DIRECTIONS FOR THIS TASK: Copy the records below, changing "dark suit" to "navy suit" and leaving every other word as it is.
——————
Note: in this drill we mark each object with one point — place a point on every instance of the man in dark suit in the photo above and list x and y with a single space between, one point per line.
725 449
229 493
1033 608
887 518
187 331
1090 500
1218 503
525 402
——————
WRITTEN SOLUTION:
Note: in this drill we mark each object with one point — place a point on every instance of the man in navy suit in the photo above and list x and y with a single space between, one point per line.
725 449
229 493
1033 608
887 518
187 331
1090 500
1218 503
525 402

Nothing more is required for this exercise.